▶ _EXERCISE BRIEF_:
Could you set down every entry exactly as it appears?

BEGIN INPUT FOR THIS TASK

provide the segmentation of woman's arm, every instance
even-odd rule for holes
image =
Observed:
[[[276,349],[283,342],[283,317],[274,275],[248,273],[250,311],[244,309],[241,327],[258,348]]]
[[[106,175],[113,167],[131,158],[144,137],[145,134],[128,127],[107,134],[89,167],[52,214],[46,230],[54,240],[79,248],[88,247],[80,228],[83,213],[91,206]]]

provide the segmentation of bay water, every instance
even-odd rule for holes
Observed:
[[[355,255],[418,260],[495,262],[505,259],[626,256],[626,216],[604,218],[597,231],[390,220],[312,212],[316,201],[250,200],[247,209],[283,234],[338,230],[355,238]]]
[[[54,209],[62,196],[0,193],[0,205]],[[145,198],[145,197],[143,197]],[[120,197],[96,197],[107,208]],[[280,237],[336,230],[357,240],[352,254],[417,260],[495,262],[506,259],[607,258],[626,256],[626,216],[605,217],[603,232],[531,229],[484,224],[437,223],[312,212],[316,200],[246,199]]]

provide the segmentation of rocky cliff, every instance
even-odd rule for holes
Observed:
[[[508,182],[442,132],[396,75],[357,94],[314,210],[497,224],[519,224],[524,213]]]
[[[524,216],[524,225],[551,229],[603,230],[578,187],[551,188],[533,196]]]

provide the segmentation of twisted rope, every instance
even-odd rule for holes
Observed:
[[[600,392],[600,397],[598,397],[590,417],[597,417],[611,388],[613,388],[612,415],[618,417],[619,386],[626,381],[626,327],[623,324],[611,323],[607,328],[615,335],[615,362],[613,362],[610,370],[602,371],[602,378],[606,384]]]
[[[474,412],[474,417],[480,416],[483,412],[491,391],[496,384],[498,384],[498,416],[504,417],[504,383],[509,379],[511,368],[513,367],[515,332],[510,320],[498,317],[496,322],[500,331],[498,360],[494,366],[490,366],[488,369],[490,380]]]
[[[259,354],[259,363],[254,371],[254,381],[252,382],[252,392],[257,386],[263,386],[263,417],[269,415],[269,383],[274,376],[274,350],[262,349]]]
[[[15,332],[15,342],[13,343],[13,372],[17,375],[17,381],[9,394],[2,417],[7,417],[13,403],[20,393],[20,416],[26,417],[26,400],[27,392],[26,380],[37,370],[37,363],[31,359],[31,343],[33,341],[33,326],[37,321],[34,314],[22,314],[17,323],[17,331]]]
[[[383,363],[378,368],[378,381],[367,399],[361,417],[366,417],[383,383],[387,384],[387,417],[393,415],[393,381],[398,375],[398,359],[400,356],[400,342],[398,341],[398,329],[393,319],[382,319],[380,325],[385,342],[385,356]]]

END INPUT FOR THIS TASK

▶ _RESPONSE TO THE EXERCISE_:
provide the segmentation of woman's arm, every instance
even-odd rule for holes
image =
Observed:
[[[276,349],[283,342],[283,317],[274,275],[248,273],[250,311],[244,309],[241,327],[258,348]]]
[[[106,175],[113,167],[131,158],[144,137],[145,134],[128,127],[107,134],[89,167],[52,214],[46,230],[54,240],[79,248],[88,247],[80,228],[83,213],[91,206]]]

provide the segmentation of bay water, every instance
even-odd rule for holes
Observed:
[[[355,255],[418,260],[495,262],[505,259],[626,256],[626,216],[604,218],[597,231],[390,220],[312,212],[316,201],[250,200],[247,209],[283,234],[338,230],[355,238]]]
[[[54,209],[62,196],[0,193],[0,205]],[[145,198],[145,197],[143,197]],[[120,197],[96,197],[107,208]],[[280,237],[336,230],[357,240],[352,254],[417,260],[495,262],[506,259],[607,258],[626,256],[626,216],[605,217],[603,232],[531,229],[484,224],[437,223],[312,212],[316,200],[246,199]]]

provide the segmentation of rocky cliff, every instance
even-odd rule for holes
Observed:
[[[508,182],[442,132],[396,75],[357,94],[314,210],[497,224],[519,224],[524,213]]]
[[[524,216],[524,225],[551,229],[603,230],[578,187],[551,188],[533,196]]]

provide the segmentation of twisted rope, every instance
even-odd rule for holes
Observed:
[[[600,392],[600,397],[598,397],[590,417],[597,417],[611,388],[613,388],[612,415],[618,417],[619,386],[626,381],[626,327],[623,324],[611,323],[607,328],[615,335],[615,362],[613,362],[610,370],[602,371],[602,378],[606,384]]]
[[[474,412],[474,417],[480,416],[483,412],[491,391],[496,384],[498,384],[498,416],[504,417],[504,383],[509,379],[511,368],[513,367],[515,332],[510,320],[498,317],[496,322],[500,331],[498,360],[494,366],[490,366],[488,369],[490,380]]]
[[[259,354],[259,363],[254,371],[254,381],[252,382],[252,392],[257,386],[263,386],[263,417],[269,415],[269,383],[274,376],[274,350],[262,349]]]
[[[15,332],[15,342],[13,343],[13,372],[17,375],[17,381],[9,394],[2,417],[7,417],[13,403],[20,393],[20,416],[26,417],[26,400],[27,392],[26,380],[37,370],[37,363],[31,359],[31,343],[33,341],[33,326],[37,321],[34,314],[22,314],[17,323],[17,331]]]
[[[383,363],[378,368],[378,381],[367,399],[361,417],[366,417],[383,383],[387,384],[387,417],[393,415],[393,381],[398,375],[398,359],[400,356],[400,342],[398,341],[398,329],[393,319],[382,319],[380,325],[385,342],[385,356]]]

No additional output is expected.